▶ _Prompt_: Collect every line below that contains the string "bare", treating uppercase and lowercase letters as different.

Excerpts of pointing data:
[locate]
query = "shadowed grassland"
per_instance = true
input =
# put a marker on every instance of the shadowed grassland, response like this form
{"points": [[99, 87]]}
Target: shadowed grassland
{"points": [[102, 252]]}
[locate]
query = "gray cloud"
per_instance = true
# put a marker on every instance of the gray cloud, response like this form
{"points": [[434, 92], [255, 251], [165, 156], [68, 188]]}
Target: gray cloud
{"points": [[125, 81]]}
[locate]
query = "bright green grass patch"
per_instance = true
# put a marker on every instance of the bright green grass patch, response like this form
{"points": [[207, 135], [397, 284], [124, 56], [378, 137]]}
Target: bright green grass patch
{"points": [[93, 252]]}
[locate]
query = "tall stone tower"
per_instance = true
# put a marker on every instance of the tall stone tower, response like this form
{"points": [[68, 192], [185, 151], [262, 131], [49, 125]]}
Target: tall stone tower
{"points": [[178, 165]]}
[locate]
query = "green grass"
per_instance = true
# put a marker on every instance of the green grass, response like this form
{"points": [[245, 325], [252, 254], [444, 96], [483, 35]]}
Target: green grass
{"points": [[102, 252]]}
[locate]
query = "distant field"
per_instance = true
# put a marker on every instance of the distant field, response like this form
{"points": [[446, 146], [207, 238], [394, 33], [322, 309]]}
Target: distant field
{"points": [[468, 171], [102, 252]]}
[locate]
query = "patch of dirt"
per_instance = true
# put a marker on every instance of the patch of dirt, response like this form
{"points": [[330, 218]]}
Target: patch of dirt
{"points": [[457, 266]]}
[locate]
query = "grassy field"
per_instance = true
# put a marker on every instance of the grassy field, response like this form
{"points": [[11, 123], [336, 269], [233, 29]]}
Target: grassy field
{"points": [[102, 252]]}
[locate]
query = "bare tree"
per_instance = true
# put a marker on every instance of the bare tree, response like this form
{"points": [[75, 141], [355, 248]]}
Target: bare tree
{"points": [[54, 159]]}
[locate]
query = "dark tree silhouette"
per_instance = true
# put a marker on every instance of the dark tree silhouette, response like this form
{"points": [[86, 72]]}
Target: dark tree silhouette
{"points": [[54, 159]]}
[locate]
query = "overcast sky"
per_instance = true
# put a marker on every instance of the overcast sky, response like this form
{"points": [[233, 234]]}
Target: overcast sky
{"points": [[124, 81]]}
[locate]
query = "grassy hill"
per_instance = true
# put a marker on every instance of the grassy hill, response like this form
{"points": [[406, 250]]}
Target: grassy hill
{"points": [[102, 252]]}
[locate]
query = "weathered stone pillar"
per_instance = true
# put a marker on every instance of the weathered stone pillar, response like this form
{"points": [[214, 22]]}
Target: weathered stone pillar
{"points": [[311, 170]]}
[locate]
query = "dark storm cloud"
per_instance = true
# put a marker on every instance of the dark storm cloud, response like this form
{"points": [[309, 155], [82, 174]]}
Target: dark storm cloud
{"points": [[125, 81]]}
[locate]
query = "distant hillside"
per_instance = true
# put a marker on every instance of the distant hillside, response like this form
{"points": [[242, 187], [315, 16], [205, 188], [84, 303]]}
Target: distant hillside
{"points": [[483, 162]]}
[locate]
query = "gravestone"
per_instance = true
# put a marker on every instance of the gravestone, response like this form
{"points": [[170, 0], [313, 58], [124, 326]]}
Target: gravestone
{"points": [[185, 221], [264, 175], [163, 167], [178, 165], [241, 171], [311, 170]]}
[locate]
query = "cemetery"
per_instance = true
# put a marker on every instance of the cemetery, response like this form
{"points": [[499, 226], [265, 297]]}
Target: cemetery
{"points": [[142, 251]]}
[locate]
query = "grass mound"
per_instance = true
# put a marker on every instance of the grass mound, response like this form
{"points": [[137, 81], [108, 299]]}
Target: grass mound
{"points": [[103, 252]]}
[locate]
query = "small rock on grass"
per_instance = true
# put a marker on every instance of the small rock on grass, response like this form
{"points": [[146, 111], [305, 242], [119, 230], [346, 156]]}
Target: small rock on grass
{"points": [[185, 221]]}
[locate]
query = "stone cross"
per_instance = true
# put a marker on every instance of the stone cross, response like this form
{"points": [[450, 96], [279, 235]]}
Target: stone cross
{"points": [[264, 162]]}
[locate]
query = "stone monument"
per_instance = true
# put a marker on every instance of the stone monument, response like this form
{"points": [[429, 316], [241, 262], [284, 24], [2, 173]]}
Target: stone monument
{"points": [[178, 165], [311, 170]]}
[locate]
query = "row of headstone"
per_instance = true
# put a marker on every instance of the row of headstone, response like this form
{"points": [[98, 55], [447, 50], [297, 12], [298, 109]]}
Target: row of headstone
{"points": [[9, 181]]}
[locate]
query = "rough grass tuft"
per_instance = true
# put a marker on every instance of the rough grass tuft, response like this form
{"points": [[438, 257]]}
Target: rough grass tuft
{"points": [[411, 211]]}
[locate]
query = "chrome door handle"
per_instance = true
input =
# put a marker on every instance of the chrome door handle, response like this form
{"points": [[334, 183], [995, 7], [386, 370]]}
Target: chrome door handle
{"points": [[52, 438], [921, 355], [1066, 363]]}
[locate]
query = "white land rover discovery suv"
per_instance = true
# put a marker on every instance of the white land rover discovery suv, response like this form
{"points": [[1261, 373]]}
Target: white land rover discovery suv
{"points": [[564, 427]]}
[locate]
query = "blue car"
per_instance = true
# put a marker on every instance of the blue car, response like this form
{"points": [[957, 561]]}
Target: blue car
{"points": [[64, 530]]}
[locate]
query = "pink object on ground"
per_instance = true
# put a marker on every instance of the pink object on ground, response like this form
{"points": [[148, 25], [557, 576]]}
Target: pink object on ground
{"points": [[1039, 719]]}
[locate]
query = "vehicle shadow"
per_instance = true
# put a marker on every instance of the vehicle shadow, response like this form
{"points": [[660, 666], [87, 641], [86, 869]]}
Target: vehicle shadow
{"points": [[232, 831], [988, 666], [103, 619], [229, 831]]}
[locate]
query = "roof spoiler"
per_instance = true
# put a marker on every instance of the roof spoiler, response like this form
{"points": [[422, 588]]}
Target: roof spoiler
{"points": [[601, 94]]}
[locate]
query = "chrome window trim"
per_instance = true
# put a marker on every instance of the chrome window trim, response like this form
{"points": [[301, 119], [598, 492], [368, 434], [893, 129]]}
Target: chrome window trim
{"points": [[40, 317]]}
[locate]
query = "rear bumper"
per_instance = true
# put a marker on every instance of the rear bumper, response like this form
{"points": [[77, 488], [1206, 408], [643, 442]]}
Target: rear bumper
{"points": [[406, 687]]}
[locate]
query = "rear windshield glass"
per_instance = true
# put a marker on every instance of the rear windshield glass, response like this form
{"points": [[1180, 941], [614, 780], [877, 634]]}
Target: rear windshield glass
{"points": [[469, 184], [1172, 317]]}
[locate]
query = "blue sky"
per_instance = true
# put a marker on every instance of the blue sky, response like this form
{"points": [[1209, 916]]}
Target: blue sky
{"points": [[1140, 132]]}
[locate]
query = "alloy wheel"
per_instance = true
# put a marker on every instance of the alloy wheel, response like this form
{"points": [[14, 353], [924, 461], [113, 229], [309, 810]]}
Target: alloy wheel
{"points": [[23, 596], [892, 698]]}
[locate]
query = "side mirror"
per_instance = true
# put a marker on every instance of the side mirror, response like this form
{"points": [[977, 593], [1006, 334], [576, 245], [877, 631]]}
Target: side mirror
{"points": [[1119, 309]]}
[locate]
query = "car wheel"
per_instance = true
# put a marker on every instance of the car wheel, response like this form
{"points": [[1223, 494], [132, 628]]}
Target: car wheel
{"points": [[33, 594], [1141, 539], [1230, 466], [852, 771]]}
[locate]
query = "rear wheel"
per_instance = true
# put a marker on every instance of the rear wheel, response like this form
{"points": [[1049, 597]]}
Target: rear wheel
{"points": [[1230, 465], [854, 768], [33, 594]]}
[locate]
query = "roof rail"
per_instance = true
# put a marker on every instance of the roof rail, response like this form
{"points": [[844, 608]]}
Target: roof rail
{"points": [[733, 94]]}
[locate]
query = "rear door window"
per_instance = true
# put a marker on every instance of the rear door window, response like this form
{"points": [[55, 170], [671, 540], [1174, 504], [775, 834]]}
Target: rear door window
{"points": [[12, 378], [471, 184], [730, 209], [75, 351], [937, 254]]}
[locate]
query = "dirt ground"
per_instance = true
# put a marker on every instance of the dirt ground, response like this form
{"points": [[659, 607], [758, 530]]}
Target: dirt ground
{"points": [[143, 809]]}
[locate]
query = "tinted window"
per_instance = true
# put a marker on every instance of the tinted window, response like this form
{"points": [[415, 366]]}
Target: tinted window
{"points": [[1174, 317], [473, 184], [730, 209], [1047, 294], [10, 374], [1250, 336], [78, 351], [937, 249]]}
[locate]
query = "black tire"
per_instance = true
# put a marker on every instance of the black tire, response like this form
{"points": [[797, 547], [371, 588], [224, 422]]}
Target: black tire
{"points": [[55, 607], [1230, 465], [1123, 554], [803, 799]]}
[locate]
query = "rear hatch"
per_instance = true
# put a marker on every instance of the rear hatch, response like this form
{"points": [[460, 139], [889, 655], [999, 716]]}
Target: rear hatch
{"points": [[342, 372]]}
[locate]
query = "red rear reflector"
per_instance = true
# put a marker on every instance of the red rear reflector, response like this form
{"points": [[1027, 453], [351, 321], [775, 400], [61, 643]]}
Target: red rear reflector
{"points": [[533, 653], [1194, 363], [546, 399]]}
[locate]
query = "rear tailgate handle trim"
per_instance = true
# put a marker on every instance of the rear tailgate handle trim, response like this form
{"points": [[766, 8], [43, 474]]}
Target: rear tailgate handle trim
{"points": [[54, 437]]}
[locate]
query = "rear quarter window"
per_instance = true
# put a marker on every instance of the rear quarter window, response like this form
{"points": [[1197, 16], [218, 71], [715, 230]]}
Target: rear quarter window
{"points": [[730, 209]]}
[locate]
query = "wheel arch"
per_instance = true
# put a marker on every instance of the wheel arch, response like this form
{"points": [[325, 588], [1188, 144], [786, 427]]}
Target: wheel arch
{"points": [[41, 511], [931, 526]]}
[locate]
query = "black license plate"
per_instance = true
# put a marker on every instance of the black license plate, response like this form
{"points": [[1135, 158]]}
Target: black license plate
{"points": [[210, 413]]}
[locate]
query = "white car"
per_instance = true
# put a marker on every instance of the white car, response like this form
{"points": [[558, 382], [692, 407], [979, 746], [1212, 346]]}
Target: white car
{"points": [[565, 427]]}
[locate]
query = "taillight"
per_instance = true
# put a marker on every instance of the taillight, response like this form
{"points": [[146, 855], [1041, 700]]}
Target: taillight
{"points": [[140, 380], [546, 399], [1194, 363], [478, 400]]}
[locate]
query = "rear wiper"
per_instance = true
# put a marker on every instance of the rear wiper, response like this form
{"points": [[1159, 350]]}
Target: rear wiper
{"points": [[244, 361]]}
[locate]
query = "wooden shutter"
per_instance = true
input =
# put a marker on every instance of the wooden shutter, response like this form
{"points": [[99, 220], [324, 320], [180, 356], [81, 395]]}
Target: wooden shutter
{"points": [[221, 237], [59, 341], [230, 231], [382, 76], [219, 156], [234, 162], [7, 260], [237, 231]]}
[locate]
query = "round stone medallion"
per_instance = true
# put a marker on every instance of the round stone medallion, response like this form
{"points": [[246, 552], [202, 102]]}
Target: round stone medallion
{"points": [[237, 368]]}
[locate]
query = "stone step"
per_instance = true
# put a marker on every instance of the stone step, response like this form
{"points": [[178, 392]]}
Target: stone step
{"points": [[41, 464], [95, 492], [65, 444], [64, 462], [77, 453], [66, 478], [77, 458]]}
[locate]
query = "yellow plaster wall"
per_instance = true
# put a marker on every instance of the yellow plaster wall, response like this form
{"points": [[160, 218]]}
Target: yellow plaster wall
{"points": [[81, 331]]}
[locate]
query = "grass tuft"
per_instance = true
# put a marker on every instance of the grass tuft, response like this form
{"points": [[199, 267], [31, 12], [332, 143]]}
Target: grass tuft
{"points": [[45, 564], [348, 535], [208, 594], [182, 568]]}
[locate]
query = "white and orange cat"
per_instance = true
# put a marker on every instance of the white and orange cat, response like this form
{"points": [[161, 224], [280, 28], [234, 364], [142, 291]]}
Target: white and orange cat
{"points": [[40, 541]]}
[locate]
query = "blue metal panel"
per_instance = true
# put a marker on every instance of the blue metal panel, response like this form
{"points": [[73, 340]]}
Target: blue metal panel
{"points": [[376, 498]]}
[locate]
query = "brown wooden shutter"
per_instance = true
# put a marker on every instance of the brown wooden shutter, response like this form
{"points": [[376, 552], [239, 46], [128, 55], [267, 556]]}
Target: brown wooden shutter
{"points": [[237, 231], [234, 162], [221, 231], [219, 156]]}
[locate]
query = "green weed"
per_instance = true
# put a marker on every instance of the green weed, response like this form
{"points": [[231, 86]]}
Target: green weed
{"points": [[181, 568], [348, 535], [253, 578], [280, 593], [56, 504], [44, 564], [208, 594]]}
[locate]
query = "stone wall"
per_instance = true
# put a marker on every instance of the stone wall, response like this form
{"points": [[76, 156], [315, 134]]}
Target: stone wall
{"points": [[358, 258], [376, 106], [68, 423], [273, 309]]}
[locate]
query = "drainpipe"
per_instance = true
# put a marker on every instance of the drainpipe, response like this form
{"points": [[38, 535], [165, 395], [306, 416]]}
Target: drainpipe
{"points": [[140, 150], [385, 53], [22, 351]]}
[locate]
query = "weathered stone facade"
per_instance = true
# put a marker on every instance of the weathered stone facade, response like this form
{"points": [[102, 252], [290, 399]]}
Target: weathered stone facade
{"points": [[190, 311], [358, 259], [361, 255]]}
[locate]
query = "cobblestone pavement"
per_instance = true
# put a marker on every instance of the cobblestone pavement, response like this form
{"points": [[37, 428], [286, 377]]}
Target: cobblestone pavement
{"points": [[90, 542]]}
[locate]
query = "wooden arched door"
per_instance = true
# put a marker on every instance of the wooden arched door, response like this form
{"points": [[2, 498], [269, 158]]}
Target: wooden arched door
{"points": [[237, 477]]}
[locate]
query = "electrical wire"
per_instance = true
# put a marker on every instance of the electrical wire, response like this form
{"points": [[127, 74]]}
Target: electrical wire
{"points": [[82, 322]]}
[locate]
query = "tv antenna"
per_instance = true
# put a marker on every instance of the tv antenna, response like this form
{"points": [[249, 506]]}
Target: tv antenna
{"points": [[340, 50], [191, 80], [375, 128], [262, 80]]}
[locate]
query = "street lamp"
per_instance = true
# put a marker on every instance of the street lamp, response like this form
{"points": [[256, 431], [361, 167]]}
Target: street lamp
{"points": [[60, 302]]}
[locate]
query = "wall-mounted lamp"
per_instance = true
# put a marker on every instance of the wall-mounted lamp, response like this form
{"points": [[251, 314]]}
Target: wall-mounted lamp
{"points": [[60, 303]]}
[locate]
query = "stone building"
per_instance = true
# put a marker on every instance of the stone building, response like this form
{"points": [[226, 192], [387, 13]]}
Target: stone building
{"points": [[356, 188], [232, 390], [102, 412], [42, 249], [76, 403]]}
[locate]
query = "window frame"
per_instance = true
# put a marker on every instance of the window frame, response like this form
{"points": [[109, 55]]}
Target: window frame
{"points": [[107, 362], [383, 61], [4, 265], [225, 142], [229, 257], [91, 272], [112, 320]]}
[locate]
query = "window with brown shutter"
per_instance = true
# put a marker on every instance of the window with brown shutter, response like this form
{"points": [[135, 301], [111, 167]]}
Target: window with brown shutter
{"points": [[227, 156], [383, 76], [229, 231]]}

▶ _Task answer_:
query = "bare tree"
# put a marker on every instance of the bare tree, response like this form
Target: bare tree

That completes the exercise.